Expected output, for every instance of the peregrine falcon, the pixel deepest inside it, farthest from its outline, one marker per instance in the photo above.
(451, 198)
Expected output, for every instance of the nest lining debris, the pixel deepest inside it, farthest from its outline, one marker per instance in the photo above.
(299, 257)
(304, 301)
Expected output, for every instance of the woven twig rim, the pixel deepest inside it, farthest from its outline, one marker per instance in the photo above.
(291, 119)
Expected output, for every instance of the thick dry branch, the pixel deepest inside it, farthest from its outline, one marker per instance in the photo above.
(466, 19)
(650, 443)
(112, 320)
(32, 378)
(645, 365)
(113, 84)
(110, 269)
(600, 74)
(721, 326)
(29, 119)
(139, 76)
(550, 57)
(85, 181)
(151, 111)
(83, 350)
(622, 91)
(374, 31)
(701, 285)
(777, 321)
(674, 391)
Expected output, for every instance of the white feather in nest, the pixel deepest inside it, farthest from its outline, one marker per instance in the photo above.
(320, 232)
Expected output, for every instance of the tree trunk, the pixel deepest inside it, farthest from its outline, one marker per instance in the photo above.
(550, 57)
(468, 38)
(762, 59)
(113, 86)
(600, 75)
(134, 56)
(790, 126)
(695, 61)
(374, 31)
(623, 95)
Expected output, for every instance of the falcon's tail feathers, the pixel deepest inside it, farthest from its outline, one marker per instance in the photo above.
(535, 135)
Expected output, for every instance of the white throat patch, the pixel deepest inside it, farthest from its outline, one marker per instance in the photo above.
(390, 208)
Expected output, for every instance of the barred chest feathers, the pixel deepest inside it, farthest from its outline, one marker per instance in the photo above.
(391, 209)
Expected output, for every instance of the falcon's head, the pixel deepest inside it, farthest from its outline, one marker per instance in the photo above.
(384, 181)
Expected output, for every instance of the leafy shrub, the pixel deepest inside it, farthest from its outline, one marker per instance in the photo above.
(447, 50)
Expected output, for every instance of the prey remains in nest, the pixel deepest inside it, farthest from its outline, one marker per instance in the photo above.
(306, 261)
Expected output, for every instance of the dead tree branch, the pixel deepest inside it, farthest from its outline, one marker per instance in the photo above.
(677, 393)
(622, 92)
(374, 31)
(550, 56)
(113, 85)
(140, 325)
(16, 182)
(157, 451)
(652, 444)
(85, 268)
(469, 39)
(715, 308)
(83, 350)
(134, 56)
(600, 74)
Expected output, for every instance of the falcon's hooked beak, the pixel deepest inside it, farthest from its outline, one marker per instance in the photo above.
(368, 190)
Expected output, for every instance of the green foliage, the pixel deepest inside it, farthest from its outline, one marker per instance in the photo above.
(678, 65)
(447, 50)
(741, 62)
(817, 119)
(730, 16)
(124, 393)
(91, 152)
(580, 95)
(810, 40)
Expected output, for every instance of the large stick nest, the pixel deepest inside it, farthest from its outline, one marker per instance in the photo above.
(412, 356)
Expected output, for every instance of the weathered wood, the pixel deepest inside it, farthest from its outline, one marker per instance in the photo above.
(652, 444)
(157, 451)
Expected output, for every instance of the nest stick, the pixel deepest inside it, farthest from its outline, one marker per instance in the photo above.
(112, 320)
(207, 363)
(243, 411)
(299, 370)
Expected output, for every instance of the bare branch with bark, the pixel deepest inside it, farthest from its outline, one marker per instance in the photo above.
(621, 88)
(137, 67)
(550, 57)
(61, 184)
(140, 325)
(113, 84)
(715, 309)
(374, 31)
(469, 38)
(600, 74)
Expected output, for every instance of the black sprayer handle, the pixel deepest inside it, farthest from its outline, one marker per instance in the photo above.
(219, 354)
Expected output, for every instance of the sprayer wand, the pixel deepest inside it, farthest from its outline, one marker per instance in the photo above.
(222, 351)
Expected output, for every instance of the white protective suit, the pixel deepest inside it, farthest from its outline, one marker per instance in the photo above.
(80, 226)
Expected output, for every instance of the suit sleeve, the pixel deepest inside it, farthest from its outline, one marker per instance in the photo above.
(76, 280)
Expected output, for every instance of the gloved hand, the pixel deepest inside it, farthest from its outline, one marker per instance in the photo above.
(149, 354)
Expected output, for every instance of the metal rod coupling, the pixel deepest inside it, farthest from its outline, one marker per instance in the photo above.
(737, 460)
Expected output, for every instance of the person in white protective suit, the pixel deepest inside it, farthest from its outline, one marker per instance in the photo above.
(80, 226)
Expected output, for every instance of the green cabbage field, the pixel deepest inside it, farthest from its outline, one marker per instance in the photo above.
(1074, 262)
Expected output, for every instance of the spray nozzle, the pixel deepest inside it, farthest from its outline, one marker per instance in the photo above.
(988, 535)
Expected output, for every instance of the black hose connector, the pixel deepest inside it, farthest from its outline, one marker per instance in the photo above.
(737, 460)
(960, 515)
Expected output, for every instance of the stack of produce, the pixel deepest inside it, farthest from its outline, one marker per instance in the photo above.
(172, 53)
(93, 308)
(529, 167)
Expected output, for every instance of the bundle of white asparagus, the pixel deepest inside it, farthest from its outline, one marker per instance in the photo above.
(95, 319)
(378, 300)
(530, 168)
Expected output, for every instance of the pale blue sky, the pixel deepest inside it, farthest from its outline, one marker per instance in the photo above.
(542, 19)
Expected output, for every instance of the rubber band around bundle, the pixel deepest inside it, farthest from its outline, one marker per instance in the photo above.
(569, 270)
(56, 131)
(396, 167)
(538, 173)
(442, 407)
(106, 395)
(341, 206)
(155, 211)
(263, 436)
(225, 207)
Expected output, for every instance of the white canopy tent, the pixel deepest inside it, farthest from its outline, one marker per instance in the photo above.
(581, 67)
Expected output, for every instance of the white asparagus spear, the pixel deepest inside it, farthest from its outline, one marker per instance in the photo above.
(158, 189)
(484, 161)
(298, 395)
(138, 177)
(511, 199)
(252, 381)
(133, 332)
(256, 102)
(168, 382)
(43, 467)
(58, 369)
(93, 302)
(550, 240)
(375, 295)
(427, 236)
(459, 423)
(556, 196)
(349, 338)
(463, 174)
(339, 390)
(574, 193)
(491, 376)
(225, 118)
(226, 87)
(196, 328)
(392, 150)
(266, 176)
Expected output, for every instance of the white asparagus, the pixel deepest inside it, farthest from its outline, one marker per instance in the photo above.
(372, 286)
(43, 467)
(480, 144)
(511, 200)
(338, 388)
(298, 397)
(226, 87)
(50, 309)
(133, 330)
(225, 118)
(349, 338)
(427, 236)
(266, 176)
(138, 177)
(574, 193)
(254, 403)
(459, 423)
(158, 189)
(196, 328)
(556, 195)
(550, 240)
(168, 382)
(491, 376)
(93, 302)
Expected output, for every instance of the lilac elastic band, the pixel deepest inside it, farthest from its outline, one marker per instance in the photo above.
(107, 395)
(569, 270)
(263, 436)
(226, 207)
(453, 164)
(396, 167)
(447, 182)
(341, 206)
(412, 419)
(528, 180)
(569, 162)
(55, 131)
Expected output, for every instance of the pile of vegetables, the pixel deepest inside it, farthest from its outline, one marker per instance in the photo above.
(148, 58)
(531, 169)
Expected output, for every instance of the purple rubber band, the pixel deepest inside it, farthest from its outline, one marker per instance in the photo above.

━━━

→ **WORK TO BE COMPLETED**:
Write out all the lines above again, putting "dot" wherever "marker" appears and keeping everything else the same.

→ **EXERCISE RESULT**:
Expected output, for every instance of the peregrine falcon, the pixel deepest inside it, farthest from its outline, one dot per instance in the photo above.
(451, 198)
Expected output, for every instance of the nest lining debris, the pixel deepest inside it, farthest from its outline, one dot per instance in the photo above.
(299, 257)
(304, 301)
Expected output, for every instance of the woven twig rim, the pixel deepest inside it, farthest from its outline, one dot per instance in the photo above.
(291, 119)
Expected output, for every instance of the thick dry branch, the pixel deepest inside it, farthest from its outline, one dot per instance in the photo above.
(466, 19)
(650, 443)
(112, 320)
(32, 378)
(645, 365)
(113, 84)
(110, 269)
(600, 74)
(721, 326)
(29, 119)
(139, 76)
(550, 57)
(85, 181)
(151, 111)
(83, 350)
(622, 91)
(374, 31)
(701, 285)
(777, 321)
(674, 391)
Expected output, for every instance of the white feather in nest, the pixel deepest inside it, farthest from its outline, one dot per instance in the photo above.
(320, 232)
Expected output, for every instance of the tree trunk, the pixel deepest inside it, farthest from its outline, one dot per instance in the photo above.
(550, 57)
(468, 38)
(762, 59)
(113, 86)
(600, 75)
(134, 56)
(790, 126)
(695, 61)
(374, 31)
(623, 95)
Expected output, for every instance of the falcon's tail feathers, the pixel deepest inside it, farthest from its outline, one dot per instance in the photo above.
(535, 135)
Expected output, for every instance of the white throat patch, the pixel deepest inside it, farthest from its outline, one dot per instance in the photo above.
(390, 208)
Expected output, for every instance of the barred chest feathers, the pixel deepest inside it, farthest from its outline, one dot per instance in the photo above.
(391, 209)
Expected output, for every instance of the falcon's head, the pixel deepest inside it, farthest from its outline, one dot per instance in the photo above.
(384, 181)
Expected output, for every instance of the leafy shrub, the pixel deepest inside it, farthest from its outline, one dot per instance in the photo above.
(447, 50)
Expected output, for every instance of the prey remains in nest, the pixel deepest inside it, farthest from its outline, one dot per instance in the photo above.
(306, 261)
Expected output, for every instance of the dead tree branch, the pixel deepest inside it, farthest from its outline, one dot per instance in the photo above.
(677, 393)
(622, 92)
(374, 31)
(550, 56)
(113, 85)
(140, 325)
(16, 182)
(157, 451)
(652, 444)
(85, 268)
(469, 39)
(715, 308)
(83, 350)
(134, 56)
(600, 74)
Expected output, for every instance of the falcon's hooked beak, the pixel deepest inside it, farthest from its outline, one dot per instance in the photo above.
(368, 190)
Expected output, for every instance of the green foliage, the pixel deepest inside it, farthest from its outline, one dot per instance in the photo above.
(678, 65)
(447, 50)
(741, 62)
(817, 119)
(730, 16)
(124, 393)
(91, 152)
(580, 95)
(810, 40)
Expected output, for every instance of the large stick nest, the pixel deepest inside it, farthest from its outline, one dot per instance in the photo above.
(412, 356)
Expected output, for every instance of the weathered wood, the pixel deepest inside it, farthest from its outline, one dot per instance in the photo above.
(652, 444)
(157, 451)
Expected output, for every instance of the nest stick, the pixel deepest inside it, farthest from its outline, one dot per instance in the photo above.
(112, 320)
(207, 363)
(243, 411)
(299, 370)
Expected output, for every instance of the bare branch with bark, the pixel deepest inside it, farthest from its outline, one dot per instance in the photo above.
(621, 88)
(137, 67)
(550, 57)
(61, 184)
(140, 325)
(113, 84)
(715, 309)
(374, 31)
(469, 38)
(600, 74)
Expected output, for every instance of the black sprayer handle, the pixel deepest inside it, farthest from its outline, one dot per instance in the photo above.
(219, 354)
Expected output, for every instance of the sprayer wand, the pixel deepest inside it, farthest from its outline, one dot per instance in the photo above.
(222, 351)
Expected output, for every instance of the white protective suit, the pixel deepest inside it, farthest from its outline, one dot per instance in the photo above.
(80, 226)
Expected output, for every instance of the suit sleeve, the pixel deepest inside it, farthest from its outline, one dot per instance in the photo above.
(76, 280)
Expected output, for every instance of the gloved hand, the pixel deepest inside it, farthest from its outline, one dot per instance in the photo above.
(149, 354)
Expected output, for every instance of the metal rod coupling, the pixel deepest inside it, farthest from its outline, one dot per instance in the photo above.
(737, 460)
Expected output, for every instance of the person in white protective suit, the pixel deepest inside it, farthest from its outline, one dot per instance in the photo above.
(80, 226)
Expected output, for every instance of the green cabbage field, the pixel deepest inside it, farthest from its outline, one dot per instance in the photo above.
(1074, 262)
Expected output, for every instance of the spray nozzle, the pixel deepest inside it, farthest from its outline, one dot per instance in the photo above.
(988, 535)
Expected output, for every instance of the black hose connector, the pixel deepest inside it, farthest from its outline, one dot per instance in the photo above.
(737, 460)
(960, 515)
Expected output, for every instance of the stack of produce, the pixel deepest inside it, farthest from its outline, one dot per instance in the photo above.
(172, 53)
(93, 308)
(529, 167)
Expected output, for every instance of the bundle of white asparagus, the pixel deepest inside it, farthest from its outline, one dot per instance in the photo above.
(95, 319)
(378, 300)
(530, 168)
Expected output, for every instance of the pale blue sky, the pixel deepest inside it, farthest from its outline, one dot per instance in the photo above.
(542, 19)
Expected output, for every instance of the rubber band around bundle, the pixel deepest inside it, farthest from its outline, one dot per instance in the photo above.
(569, 270)
(56, 131)
(396, 167)
(538, 173)
(442, 407)
(106, 395)
(341, 206)
(155, 211)
(263, 436)
(225, 207)
Expected output, for every instance of the white canopy tent, the pixel deepest inside it, farthest from its outline, one dot per instance in the photo above.
(581, 67)
Expected output, for every instance of the white asparagus spear, the pixel deepest inside it, farthest from its outline, one dot per instance in the photo above.
(158, 189)
(484, 161)
(298, 395)
(138, 177)
(511, 199)
(252, 381)
(133, 332)
(256, 102)
(168, 382)
(43, 467)
(58, 369)
(93, 302)
(550, 240)
(375, 295)
(427, 236)
(459, 423)
(556, 196)
(349, 338)
(463, 174)
(339, 390)
(574, 193)
(491, 376)
(225, 118)
(226, 87)
(196, 328)
(392, 150)
(266, 176)
Expected output, for every instance of the white asparagus, the pixel deepest inside it, farthest from its outline, one dot per instance in the photo above.
(372, 286)
(43, 467)
(480, 144)
(511, 200)
(338, 388)
(298, 397)
(226, 87)
(50, 309)
(133, 330)
(225, 118)
(349, 338)
(427, 236)
(266, 176)
(138, 177)
(574, 193)
(254, 403)
(459, 423)
(158, 189)
(196, 328)
(556, 195)
(550, 240)
(168, 382)
(491, 376)
(93, 302)
Expected output, for every instance of the lilac elastic band, the pixel deepest inside it, farthest from its outline, one dot per instance in the photo above.
(107, 395)
(569, 270)
(263, 436)
(226, 207)
(453, 164)
(396, 167)
(447, 182)
(341, 206)
(412, 419)
(528, 180)
(569, 162)
(55, 131)
Expected output, for every instance of the pile of vegetables, the pixel deepest inside it, farthest from its outline, one dot per instance in the photo above.
(148, 58)
(531, 169)
Expected output, for every instance of the purple rubber band, the pixel deepest inside it, farthest from its outline, one dot per instance in the photo above.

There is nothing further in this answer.